# READING TEXT:

[cfe-dev] Determining whether Container<T>()==Container<T>() can compile?

Mailing List Email mailinglistx at gmail.com
Wed May 29 01:12:27 PDT 2013


Well, actually, having thought about it, the following might work:

template<typename T, typename U>
struct IsEqComparable
{
private:
    typedef struct { char dmy; } yes;
    typedef struct { char dmy[2]; } no;

    template<typename T2, typename U2>
    static auto test(void*) -> typename std::enable_if<std::is_same<
            decltype(*std::declval<T2>().begin() ==
*std::declval<U2>().begin()),
            decltype(*std::declval<T2>().begin() ==
*std::declval<U2>().begin())
        >::value, yes>::type;

    template<typename T2, typename U2> static no test(...);
public:
    static const bool value = sizeof(test<T, U>(nullptr)) == sizeof(yes);
};

This works fine for comparing vectors and probably any other container that
exposes iterators through begin.
You will have to detect the possible type of the types, though.

The problem essentially comes from that there exists an operator == that
compares two vectors, hence decltype(a == b) would succeed, because
decltype does not evaluate its arguments.

# STATED PROBLEM A:
Please say whether each statement agrees with the mailing-list post about comparing containers, answering yes or no and quoting the words of the post that decide it: (i) The approach works for comparing vectors. (ii) decltype evaluates its arguments. (iii) The struct in the post is named IsEqComparable.
# STATED PROBLEM B:
Write a continuation of the mailing-list post about comparing containers, beginning right after its last sentence.

# DATA SEGMENT:

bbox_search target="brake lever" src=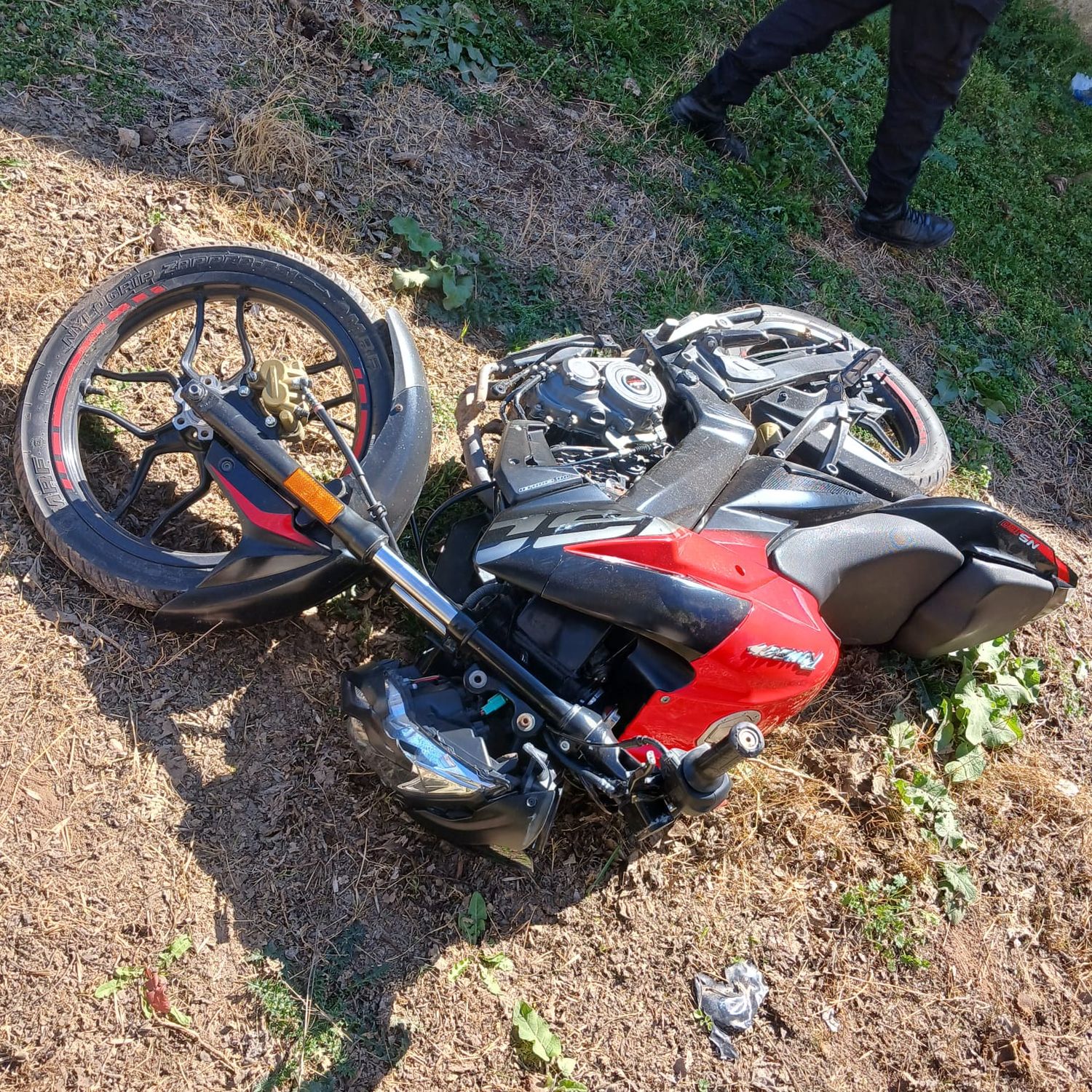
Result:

# EXERCISE OUTPUT A:
(i) Yes: "This works fine for comparing vectors"
(ii) No: "decltype does not evaluate its arguments."
(iii) Yes: "struct IsEqComparable"

# EXERCISE OUTPUT B:
Instead, the problem happens inside the operator == when it tries to
compare the elements.


On 29 May 2013 09:27, Stephen Kelly <steveire at gmail.com> wrote:

> Mailing List Email wrote:
>
>
>  That is unfortunate. I am afraid that, at  this moment, I do not know of a
>>
>
>  better solution. It would seem that  decltype erroneously makes the
>>
>
>  overloaded well-formed while the idea was  that it should not.
>>
>
>  Perhaps someone else will have another  suggestion.
>>
>
>
> It appears there is no known solution. Boost hit the same problem:
>
>
> http://stackoverflow.com/**questions/16791391/**determining-whether-**
> containert-containert-can-**compile<http://stackoverflow.com/questions/16791391/determining-whether-containert-containert-can-compile>
>
>
> However, as I wrote before, the problem becomes solvable if trailing
> return types are used:
>
>
>
>  >> Adding auto and trailing  return type seems to be helpful:
>>>
>>
>  >>
>>>
>>
>  >>  http://thread.gmane.org/gmane.**comp.lib.qt.devel/11120/focus=**11157<http://thread.gmane.org/gmane.comp.lib.qt.devel/11120/focus=11157>
>>>
>>
>
>
> So, I'm wondering if we can change libcxx to use trailing return types for
> operators like that? Would such a change have to go into the c++ standard
> itself?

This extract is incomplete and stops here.